▶ _Dataset records_
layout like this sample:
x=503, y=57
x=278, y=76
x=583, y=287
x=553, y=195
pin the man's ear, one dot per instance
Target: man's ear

▶ _Stated task_
Reproduce the listing above line for line, with no changes.

▶ _Written solution_
layout like this sample:
x=503, y=57
x=278, y=76
x=583, y=287
x=553, y=195
pin the man's ear, one dot per instance
Target: man's ear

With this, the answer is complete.